===== QUOTED PASSAGE
XScaled_Orig.head() #Have a look into the sample data set

- Above sample data point doesn't include any 'class' column i.e. the categorical variable type of vehicle

In [None]:
# Get the covariance matrix for PCA analysis
covMatrix = np.cov(XScaled_Orig,rowvar=False)
print(covMatrix)

- Above covariance matrix depicts the relation between all possible pair of diamensions

In [None]:
# Performe PCA for the 18 features given
from sklearn.decomposition import PCA # Import PCA library

pca_vDataOrig = PCA(n_components=18) #Instanciate the PCA with 18 components
pca_vDataOrig.fit(XScaled_Orig) #Fit the original dataset into the PCA model

In [None]:
# Print the Eigen values of each compoments
print(pca_vDataOrig.explained_variance_)

In [None]:
# Print corresponding Eigen vectors
print(pca_vDataOrig.components_)

In [None]:
# Print the % of the variation for each component
print(pca_vDataOrig.explained_variance_ratio_)

In [None]:
# Plot the % of variation for each component
# This is depict the influence of the components in an ordered way
plt.bar(list(range(1,19)),pca_vDataOrig.explained_variance_ratio_,alpha=0.5, align='center')
plt.ylabel('Variation explained')
plt.xlabel('eigen Value')
plt.show()

- Above plot indicates that first 7 compoments have mejority of the the influence to the overall data set

In [None]:
# Plot the cuulative variation with respect to the eigen value of each components
# This is to get a pictorial view to identify how many components contributes most significantly in the dataset
plt.step(list(range(1,19)),np.cumsum(pca_vDataOrig.explained_variance_ratio_), where='mid')
plt.ylabel('Cum of variation explained')
plt.xlabel('eigen Value')
plt.show()

- Based on above plot of cumulative variation vs eigen value it depicts first 7 features can capture around 95% of the variane
- This way dimensionality can be reduced from 18 to 7 

In [None]:
# Let's review the PCA considering # of components = 7
pca_vDataOrig_7comp = PCA(n_components=7)
==========
→ **GOAL 1**:
Answer from the PCA notebook:
(a) How many components is PCA first instantiated with?
(b) What label is on the y-axis of the cumulative variation plot?
(c) Roughly what share of the variance do the first 7 features capture?
→ **GOAL 2**: Write what comes next in the PCA notebook, starting after its last line of code.
The records have no connection to the PCA notebook above.
===== EXTRACTED DATA
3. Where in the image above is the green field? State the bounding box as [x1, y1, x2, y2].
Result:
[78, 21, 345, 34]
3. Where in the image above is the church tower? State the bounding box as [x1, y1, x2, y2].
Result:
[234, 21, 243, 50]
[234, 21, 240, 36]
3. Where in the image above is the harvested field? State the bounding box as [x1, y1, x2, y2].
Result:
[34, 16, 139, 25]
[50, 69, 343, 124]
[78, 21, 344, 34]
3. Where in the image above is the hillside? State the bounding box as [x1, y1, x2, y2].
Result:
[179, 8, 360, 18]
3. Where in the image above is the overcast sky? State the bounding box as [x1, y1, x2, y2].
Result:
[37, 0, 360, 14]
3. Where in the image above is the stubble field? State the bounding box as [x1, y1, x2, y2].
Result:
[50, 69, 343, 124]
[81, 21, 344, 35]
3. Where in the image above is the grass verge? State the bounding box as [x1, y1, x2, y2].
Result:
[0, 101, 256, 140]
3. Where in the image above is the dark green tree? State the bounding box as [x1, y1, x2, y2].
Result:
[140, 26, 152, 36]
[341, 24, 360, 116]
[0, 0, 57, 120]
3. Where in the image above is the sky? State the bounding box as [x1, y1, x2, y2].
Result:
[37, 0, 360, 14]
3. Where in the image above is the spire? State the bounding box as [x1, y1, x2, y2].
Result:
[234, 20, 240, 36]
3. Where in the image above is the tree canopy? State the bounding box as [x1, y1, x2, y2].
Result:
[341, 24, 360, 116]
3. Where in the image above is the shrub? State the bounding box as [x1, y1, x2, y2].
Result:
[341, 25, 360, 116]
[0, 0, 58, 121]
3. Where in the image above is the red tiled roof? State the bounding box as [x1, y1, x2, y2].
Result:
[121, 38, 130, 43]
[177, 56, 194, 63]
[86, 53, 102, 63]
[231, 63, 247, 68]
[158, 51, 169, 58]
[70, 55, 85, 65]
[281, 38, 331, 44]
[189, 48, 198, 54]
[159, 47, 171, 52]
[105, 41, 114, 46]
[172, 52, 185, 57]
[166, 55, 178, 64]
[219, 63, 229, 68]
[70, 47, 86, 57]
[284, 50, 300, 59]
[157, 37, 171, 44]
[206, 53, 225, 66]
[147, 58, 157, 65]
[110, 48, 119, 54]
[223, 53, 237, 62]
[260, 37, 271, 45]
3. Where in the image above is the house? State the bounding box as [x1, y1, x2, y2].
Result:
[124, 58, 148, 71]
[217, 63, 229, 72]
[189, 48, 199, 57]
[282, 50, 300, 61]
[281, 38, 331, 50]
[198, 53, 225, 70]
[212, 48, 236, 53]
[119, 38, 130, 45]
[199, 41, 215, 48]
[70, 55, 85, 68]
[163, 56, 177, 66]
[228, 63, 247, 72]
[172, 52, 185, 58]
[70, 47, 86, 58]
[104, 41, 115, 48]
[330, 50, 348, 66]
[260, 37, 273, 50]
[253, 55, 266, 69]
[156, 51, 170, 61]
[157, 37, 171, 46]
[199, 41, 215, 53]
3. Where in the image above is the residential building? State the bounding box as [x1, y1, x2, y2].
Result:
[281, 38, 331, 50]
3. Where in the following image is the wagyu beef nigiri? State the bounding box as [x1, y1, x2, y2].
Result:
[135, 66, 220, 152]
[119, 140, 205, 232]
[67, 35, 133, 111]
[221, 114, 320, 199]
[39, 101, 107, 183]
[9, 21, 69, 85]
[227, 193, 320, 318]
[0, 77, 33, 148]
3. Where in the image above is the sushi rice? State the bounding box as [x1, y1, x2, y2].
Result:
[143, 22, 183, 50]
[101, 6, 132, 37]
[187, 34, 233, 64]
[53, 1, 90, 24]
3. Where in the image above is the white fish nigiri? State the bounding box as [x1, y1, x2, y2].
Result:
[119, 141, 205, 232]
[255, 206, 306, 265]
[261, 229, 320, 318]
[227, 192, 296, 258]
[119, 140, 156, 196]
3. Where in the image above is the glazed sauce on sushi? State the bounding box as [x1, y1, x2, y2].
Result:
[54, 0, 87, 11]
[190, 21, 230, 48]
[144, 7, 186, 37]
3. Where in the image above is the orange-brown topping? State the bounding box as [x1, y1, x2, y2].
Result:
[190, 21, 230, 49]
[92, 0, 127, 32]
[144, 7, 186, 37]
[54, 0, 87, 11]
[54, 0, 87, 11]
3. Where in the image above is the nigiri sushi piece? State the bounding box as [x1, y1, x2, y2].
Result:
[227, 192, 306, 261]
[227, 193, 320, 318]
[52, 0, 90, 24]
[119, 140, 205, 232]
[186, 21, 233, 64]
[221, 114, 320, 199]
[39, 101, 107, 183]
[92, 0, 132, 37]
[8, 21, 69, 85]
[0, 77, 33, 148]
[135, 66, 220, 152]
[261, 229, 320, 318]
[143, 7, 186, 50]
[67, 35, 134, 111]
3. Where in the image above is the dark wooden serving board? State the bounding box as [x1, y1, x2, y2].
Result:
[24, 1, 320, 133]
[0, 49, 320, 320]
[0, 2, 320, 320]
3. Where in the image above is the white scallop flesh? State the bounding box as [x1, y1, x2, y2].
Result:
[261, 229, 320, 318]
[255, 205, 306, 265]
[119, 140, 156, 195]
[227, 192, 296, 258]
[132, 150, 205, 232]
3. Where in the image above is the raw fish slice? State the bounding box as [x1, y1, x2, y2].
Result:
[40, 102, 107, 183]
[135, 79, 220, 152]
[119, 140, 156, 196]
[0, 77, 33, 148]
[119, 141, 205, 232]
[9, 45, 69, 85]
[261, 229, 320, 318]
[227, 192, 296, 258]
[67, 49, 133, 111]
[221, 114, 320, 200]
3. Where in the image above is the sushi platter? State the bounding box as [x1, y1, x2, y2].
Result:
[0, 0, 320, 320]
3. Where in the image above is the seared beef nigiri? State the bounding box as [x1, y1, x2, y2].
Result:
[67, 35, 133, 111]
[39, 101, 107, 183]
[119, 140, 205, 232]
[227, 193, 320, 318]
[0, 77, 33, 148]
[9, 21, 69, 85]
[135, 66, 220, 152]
==========
→ **FINAL RESULT 1**:
(a) 18
(b) Cum of variation explained
(c) Around 95%

→ **FINAL RESULT 2**:
pca_vDataOrig_7comp.fit(XScaled_Orig)

print(pca_vDataOrig_7comp.components_)
print(pca_vDataOrig_7comp.explained_variance_ratio_)
X_pca_vDataOrig_7comp = pca_vDataOrig_7comp.transform(XScaled_Orig)

In [None]:
# Have a look into the pair plot - with 7 selected components
# This is to depict the relations between top 7 influencing components
sns.pairplot(pd.DataFrame(X_pca_vDataOrig_7comp))

- Few observations as follows:
    - Except feature 0 and 2, all other features are normally distributed
    - Small change of Feature 2 yeilds a significant change for all other 6 properties
    - Feature# 0,1,3,4 and 5 have scattered relation with each other

In [None]:
# Let's store the eigen values and the eigen vectors into the variables for further calculation
vData_e_vals, vData_e_vecs = np.linalg.eig(covMatrix)
print('Eigenvectors \n%s' %vData_e_vals)
print('\nEigenvalues \n%s' %vData_e_vecs)

In [None]:
# Build the eigen pairs for first 7 components
eigen_pairs = [(np.abs(vData_e_vals[i]), vData_e_vecs[:,i]) for i in range(len(vData_e_vals))]
eigen_pairs.sort(reverse=True)
eigen_pairs[:7]

In [None]:
# Build dimensionally reduced datasets (with 7 top components in this case)
w = np.hstack((eigen_pairs[0][1].reshape(18,1), eigen_pairs[1][1].reshape(18,1),
               eigen_pairs[2][1].reshape(18,1), eigen_pairs[3][1].reshape(18,1),
               eigen_pairs[4][1].reshape(18,1), eigen_pairs[5][1].reshape(18,1),
               eigen_pairs[6][1].reshape(18,1)))
print('Matrix W:\n', w)
XScaled_PCA = XScaled_Orig.dot(w) #Build the full data set with only 7 compoments

In [None]:
XScaled_PCA.shape #View the shape of the Scaled Dataset built after choosing the 7 most contributing components

- Above shows the new dataset built after performing PCA along with 7 features has all 846 records of vehicle silhouette

In [None]:
# Independent data set build from original data set without categorical/target column "class"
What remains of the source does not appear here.